Task objective
Reproduce this listing in full.

Raw records

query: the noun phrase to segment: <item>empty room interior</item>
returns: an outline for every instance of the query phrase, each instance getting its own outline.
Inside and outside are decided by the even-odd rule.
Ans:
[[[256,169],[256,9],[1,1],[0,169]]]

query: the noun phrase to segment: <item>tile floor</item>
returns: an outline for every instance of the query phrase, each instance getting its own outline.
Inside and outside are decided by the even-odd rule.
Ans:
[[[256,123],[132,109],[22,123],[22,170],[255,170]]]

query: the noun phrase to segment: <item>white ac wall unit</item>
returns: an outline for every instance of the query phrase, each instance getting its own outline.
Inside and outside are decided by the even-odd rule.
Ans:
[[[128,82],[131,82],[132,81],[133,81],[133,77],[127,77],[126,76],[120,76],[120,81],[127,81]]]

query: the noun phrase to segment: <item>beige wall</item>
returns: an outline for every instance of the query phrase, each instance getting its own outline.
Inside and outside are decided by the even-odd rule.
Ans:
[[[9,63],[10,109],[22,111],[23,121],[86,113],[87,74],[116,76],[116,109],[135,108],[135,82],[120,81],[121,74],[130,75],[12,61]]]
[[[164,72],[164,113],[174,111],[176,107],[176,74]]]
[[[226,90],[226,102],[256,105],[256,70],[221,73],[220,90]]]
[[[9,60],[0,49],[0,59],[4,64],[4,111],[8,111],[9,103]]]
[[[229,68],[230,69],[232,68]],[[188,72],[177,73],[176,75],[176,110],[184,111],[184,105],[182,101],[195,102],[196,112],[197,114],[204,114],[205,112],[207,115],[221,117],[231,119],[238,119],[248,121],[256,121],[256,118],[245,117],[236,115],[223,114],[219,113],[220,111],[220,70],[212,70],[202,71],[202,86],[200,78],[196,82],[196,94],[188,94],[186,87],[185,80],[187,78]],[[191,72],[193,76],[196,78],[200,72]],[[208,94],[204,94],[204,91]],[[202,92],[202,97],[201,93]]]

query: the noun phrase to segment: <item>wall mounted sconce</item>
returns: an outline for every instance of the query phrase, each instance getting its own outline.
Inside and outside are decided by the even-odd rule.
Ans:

Full response
query: the noun phrase to segment: <item>empty room interior</item>
returns: an outline for every instance of the query phrase, each instance getting its own outline.
Inside and outside are decided by the even-odd rule.
Ans:
[[[256,169],[256,9],[1,1],[0,169]]]

query: the noun phrase to segment: <item>tile floor</item>
returns: an outline for every instance of the query phrase, each instance getting its own outline.
Inside and outside are decided by the even-odd rule.
Ans:
[[[256,123],[132,109],[22,123],[22,170],[255,170]]]

query: the noun phrase to segment: <item>white ac wall unit</item>
returns: an outline for every instance of the query phrase, each instance getting its own outline.
Inside and outside are decided by the even-odd rule.
Ans:
[[[128,82],[131,82],[132,81],[133,81],[133,77],[127,77],[126,76],[120,76],[120,81],[127,81]]]

query: the noun phrase to segment: <item>beige wall</item>
returns: an outline for every instance of the query phrase, each instance getting its own outline.
Inside and outside are decided by the even-odd rule.
Ans:
[[[9,63],[10,109],[22,111],[23,121],[86,113],[87,74],[116,76],[116,109],[135,108],[135,82],[120,81],[121,74],[130,75],[12,61]]]
[[[164,72],[164,113],[174,111],[176,107],[176,74]]]
[[[226,90],[226,102],[256,105],[256,70],[221,73],[220,90]]]
[[[9,60],[0,49],[0,59],[4,64],[4,111],[8,111],[9,103]]]
[[[229,68],[230,69],[232,68]],[[188,72],[177,73],[176,75],[176,110],[184,111],[184,105],[182,101],[195,102],[196,112],[197,114],[204,114],[205,112],[207,115],[221,117],[231,119],[238,119],[248,121],[256,121],[256,118],[245,117],[236,115],[223,114],[219,113],[220,111],[220,70],[212,70],[202,71],[202,86],[200,78],[196,82],[196,94],[188,94],[186,87],[185,80],[187,78]],[[191,72],[193,76],[196,78],[200,72]],[[208,94],[204,94],[204,91]],[[202,92],[202,97],[201,93]]]

query: the noun phrase to segment: <item>wall mounted sconce</item>
returns: an outline for every instance of the query phrase, each instance getting its own outline.
Inside and outside are decided by the even-odd rule.
Ans:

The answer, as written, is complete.